## PROBLEM TO WORK ON
Every entry needs to be reproduced exactly.

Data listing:
-- Begin --

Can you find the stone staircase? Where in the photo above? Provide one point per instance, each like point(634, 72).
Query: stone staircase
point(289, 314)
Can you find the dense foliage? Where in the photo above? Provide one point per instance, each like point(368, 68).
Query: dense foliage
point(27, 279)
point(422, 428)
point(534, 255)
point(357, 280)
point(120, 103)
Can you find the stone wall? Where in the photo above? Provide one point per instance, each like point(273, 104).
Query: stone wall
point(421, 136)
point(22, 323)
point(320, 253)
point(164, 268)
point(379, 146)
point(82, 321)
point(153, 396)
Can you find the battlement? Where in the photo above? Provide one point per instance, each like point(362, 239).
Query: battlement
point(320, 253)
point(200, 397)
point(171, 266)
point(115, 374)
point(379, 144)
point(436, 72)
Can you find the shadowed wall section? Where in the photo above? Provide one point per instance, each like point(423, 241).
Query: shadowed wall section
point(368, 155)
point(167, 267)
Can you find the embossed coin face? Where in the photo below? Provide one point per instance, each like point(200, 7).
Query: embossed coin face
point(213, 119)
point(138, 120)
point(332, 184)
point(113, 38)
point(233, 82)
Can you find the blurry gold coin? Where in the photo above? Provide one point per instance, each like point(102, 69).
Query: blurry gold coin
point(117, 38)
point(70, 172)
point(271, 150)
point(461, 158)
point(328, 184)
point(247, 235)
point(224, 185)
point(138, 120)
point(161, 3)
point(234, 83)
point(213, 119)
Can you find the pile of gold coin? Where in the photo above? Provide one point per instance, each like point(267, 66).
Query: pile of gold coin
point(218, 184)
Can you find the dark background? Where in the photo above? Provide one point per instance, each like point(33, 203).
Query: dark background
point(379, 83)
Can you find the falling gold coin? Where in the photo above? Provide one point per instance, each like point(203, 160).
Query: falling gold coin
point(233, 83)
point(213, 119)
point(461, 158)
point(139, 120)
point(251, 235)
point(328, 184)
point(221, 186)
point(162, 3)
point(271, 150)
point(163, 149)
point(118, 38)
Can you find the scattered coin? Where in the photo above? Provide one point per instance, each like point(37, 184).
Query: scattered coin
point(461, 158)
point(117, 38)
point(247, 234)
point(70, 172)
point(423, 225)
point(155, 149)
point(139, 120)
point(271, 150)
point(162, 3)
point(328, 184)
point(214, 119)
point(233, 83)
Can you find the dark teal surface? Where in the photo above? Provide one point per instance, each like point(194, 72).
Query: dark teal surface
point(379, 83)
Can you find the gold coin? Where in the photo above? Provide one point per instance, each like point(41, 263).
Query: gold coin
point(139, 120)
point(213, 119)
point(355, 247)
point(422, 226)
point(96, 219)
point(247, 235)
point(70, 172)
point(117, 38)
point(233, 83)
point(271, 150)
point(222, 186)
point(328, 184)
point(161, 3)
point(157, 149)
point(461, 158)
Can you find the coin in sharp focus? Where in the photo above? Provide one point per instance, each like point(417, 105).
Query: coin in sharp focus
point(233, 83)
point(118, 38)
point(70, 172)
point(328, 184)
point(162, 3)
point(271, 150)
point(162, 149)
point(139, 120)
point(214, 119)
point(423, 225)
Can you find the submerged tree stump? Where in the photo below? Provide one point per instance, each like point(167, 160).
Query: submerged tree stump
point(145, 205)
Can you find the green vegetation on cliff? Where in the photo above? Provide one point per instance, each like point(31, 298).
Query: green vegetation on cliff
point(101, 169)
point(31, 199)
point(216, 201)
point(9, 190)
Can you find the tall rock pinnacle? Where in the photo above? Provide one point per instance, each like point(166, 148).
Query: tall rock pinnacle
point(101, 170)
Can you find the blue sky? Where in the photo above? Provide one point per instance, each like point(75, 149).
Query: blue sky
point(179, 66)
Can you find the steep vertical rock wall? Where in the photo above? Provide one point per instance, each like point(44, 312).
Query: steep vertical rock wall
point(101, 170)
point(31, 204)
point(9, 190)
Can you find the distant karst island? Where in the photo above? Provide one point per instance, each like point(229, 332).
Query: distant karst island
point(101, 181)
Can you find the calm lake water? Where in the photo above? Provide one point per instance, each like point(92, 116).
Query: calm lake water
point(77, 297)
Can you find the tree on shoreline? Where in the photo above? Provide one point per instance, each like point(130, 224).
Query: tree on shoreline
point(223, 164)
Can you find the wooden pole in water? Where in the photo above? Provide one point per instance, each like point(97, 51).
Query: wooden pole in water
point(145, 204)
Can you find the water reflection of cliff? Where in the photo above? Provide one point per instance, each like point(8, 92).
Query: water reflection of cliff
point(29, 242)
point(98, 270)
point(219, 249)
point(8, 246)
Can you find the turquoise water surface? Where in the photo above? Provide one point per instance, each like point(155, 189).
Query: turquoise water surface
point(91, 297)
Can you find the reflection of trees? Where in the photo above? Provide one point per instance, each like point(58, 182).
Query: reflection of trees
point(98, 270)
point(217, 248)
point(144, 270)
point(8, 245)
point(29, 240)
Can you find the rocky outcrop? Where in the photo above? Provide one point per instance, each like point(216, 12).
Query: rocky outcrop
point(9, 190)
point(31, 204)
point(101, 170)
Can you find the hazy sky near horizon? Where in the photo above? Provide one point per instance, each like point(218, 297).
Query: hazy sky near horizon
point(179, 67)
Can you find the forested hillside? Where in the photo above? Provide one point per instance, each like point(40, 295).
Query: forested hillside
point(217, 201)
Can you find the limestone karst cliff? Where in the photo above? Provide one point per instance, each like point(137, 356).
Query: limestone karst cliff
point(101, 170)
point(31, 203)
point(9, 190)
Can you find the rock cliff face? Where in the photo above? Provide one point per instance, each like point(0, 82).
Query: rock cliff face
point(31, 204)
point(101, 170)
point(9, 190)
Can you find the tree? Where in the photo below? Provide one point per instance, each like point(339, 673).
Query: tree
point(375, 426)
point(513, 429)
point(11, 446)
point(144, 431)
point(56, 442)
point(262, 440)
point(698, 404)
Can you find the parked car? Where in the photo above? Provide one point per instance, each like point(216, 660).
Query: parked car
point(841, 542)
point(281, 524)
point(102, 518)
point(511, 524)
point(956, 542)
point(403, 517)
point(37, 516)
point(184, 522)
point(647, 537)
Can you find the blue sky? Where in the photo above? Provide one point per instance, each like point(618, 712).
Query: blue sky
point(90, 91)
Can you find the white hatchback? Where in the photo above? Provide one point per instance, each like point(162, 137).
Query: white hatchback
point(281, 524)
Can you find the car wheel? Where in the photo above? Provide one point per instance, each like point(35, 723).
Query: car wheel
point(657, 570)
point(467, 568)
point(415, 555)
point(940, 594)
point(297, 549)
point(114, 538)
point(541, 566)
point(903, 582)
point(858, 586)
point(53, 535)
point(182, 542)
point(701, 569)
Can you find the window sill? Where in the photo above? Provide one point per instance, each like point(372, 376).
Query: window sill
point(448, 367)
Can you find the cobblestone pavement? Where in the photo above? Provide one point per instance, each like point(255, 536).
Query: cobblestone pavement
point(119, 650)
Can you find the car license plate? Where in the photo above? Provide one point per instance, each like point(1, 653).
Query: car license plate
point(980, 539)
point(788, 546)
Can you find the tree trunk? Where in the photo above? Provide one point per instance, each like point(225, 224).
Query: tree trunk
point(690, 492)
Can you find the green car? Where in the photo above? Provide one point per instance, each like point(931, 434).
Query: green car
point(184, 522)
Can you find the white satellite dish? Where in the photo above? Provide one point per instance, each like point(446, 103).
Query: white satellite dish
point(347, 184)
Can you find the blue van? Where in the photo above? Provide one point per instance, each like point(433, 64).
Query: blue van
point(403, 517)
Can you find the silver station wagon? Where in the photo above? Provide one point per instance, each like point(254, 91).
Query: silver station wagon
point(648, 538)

-- End --

## ANSWER TO THE EXERCISE
Can you find the stone staircase? Where in the photo above? Provide one point per instance, each like point(634, 72).
Query: stone staircase
point(289, 314)
Can you find the dense foliage? Where in the photo above? Provide one point per instance, each like point(368, 68).
Query: dense foliage
point(27, 279)
point(422, 428)
point(534, 255)
point(357, 280)
point(120, 103)
Can you find the stone wall? Where in the photo above? Provide one point per instance, each like point(273, 104).
Query: stone wall
point(421, 136)
point(22, 323)
point(320, 253)
point(164, 268)
point(379, 146)
point(82, 321)
point(153, 396)
Can you find the battlement? Where in the photo above? Provide one point per instance, each like point(362, 239).
Query: battlement
point(320, 253)
point(200, 397)
point(171, 266)
point(115, 374)
point(379, 144)
point(436, 72)
Can you find the shadowed wall section? Where in the photo above? Provide one point per instance, each like point(423, 241).
Query: shadowed wall section
point(368, 155)
point(167, 267)
Can you find the embossed coin face? Where in the photo below? Provide one point per instance, each like point(200, 7).
Query: embossed coin face
point(213, 119)
point(138, 120)
point(332, 184)
point(113, 38)
point(233, 82)
Can you find the blurry gold coin? Where in the photo above? Provide one point per instance, each like point(102, 69).
Query: blurry gold coin
point(117, 38)
point(70, 172)
point(271, 150)
point(461, 158)
point(328, 184)
point(247, 235)
point(224, 185)
point(138, 120)
point(161, 3)
point(234, 83)
point(213, 119)
Can you find the pile of gold coin? Where in the photo above? Provide one point per instance, each like point(267, 66).
Query: pile of gold coin
point(218, 184)
Can you find the dark background? Where in the photo above? Provide one point per instance, each like point(33, 203).
Query: dark background
point(379, 83)
Can you find the falling gold coin? Where in the photo above? Provide one point per instance, each like point(203, 160).
Query: falling gold coin
point(233, 83)
point(213, 119)
point(461, 158)
point(139, 120)
point(251, 235)
point(328, 184)
point(221, 186)
point(162, 3)
point(271, 150)
point(163, 149)
point(118, 38)
Can you find the scattered coin? Where in the photo above? Provide one point per instance, each like point(37, 184).
Query: scattered coin
point(461, 158)
point(117, 38)
point(247, 234)
point(70, 172)
point(423, 225)
point(155, 149)
point(139, 120)
point(271, 150)
point(162, 3)
point(328, 184)
point(214, 119)
point(233, 83)
Can you find the dark teal surface? Where in the photo above? Provide one point per instance, each like point(194, 72).
Query: dark teal surface
point(379, 83)
Can you find the gold coin? Where in the photo above? Provide one point per instance, each like point(41, 263).
Query: gold coin
point(139, 120)
point(213, 119)
point(355, 247)
point(422, 226)
point(96, 219)
point(247, 235)
point(70, 172)
point(117, 38)
point(233, 83)
point(271, 150)
point(222, 186)
point(328, 184)
point(161, 3)
point(157, 149)
point(461, 158)
Can you find the coin in sharp focus? Where in the photo above? Provide one point per instance, each like point(417, 105).
Query: coin in sharp focus
point(233, 83)
point(118, 38)
point(70, 172)
point(328, 184)
point(162, 3)
point(271, 150)
point(162, 149)
point(139, 120)
point(214, 119)
point(423, 225)
Can you find the submerged tree stump? Where in the photo below? Provide one point per instance, each like point(167, 160).
Query: submerged tree stump
point(145, 205)
Can you find the green vegetation on cliff? Where in the photo above? Provide one point per instance, each like point(31, 298).
Query: green vegetation on cliff
point(101, 169)
point(31, 199)
point(216, 201)
point(9, 190)
Can you find the tall rock pinnacle? Where in the photo above? Provide one point per instance, each like point(166, 148).
Query: tall rock pinnacle
point(101, 170)
Can you find the blue sky? Where in the photo above? Provide one point per instance, each like point(75, 149).
Query: blue sky
point(179, 66)
Can you find the steep vertical rock wall? Where in the photo above? Provide one point per instance, each like point(44, 312).
Query: steep vertical rock wall
point(101, 170)
point(31, 204)
point(9, 190)
Can you find the distant karst island? Where in the photo above? Provide one point per instance, each like point(229, 332).
Query: distant karst island
point(101, 181)
Can you find the calm lake water? Where in the photo above? Provide one point per instance, each like point(92, 116).
Query: calm lake water
point(77, 297)
Can you find the tree on shoreline? Where in the photo above? Provide one point per instance, each like point(130, 224).
Query: tree on shoreline
point(223, 164)
Can you find the wooden pole in water? Where in the photo above? Provide one point per instance, each like point(97, 51).
Query: wooden pole in water
point(145, 204)
Can you find the water reflection of cliff? Where in the photo above? Provide one point per instance, each like point(8, 92).
Query: water reflection of cliff
point(29, 242)
point(98, 270)
point(219, 249)
point(8, 246)
Can you find the turquoise water surface? Where in the photo above? Provide one point per instance, each like point(155, 189).
Query: turquoise water surface
point(91, 297)
Can you find the reflection of trees? Where in the photo above? Provide one point per instance, each like point(58, 182).
Query: reflection of trees
point(98, 270)
point(217, 248)
point(144, 270)
point(8, 245)
point(29, 240)
Can you find the rocky outcrop? Where in the photo above? Provide one point per instance, each like point(216, 12).
Query: rocky outcrop
point(9, 190)
point(31, 204)
point(101, 170)
Can you find the hazy sky near horizon? Where in the photo above? Provide one point per instance, each like point(218, 297).
Query: hazy sky near horizon
point(179, 67)
Can you find the forested hillside? Where in the photo above? Provide one point per instance, each like point(40, 295).
Query: forested hillside
point(217, 201)
Can you find the limestone karst cliff? Where in the photo above? Provide one point per instance, each like point(137, 356).
Query: limestone karst cliff
point(101, 170)
point(31, 203)
point(9, 190)
Can you find the rock cliff face? Where in the photo above? Provide one point per instance, each like point(0, 82).
Query: rock cliff face
point(31, 204)
point(101, 170)
point(9, 190)
Can you find the tree? Where in the photo below? Provide one point per instance, each like point(339, 673).
Query: tree
point(375, 426)
point(513, 429)
point(11, 446)
point(144, 431)
point(56, 442)
point(262, 440)
point(698, 404)
Can you find the parked car? Where in the photo above? Provide one point per instance, each like point(216, 660).
Query: parked car
point(841, 542)
point(281, 524)
point(102, 518)
point(511, 524)
point(956, 542)
point(403, 517)
point(37, 516)
point(184, 522)
point(647, 537)
Can you find the blue sky? Where in the photo above? Provide one point per instance, each like point(618, 712).
Query: blue sky
point(90, 91)
Can you find the white hatchback? Where in the photo above? Provide one point per instance, each like point(162, 137).
Query: white hatchback
point(281, 524)
Can you find the car wheel? Where in the photo above? Provide one point per instance, each like point(35, 723).
Query: car wheel
point(657, 570)
point(467, 568)
point(415, 555)
point(940, 594)
point(297, 549)
point(114, 538)
point(541, 566)
point(903, 582)
point(858, 586)
point(53, 535)
point(182, 542)
point(701, 569)
Can you find the window sill? Where in the photo above? Provide one point per instance, each like point(372, 376).
Query: window sill
point(448, 367)
Can you find the cobblestone pavement? Where in the photo above? Provide one point per instance, each like point(255, 536).
Query: cobblestone pavement
point(119, 650)
Can you find the car license plate? Where in the photo above? Provide one point per instance, each like point(1, 653).
Query: car license plate
point(980, 539)
point(788, 546)
Can you find the tree trunk? Where in the photo above? Provide one point per instance, each like point(225, 224).
Query: tree trunk
point(690, 492)
Can you find the green car? Where in the photo above? Provide one point per instance, each like point(931, 434).
Query: green car
point(184, 522)
Can you find the white satellite dish? Where in the photo above? Provide one point per instance, each like point(446, 103).
Query: white satellite dish
point(347, 184)
Can you find the blue van? Where in the photo above? Provide one point per instance, each like point(433, 64).
Query: blue van
point(403, 517)
Can you find the silver station wagon? Where in the photo above? Provide one point per instance, each like point(254, 91).
Query: silver station wagon
point(648, 538)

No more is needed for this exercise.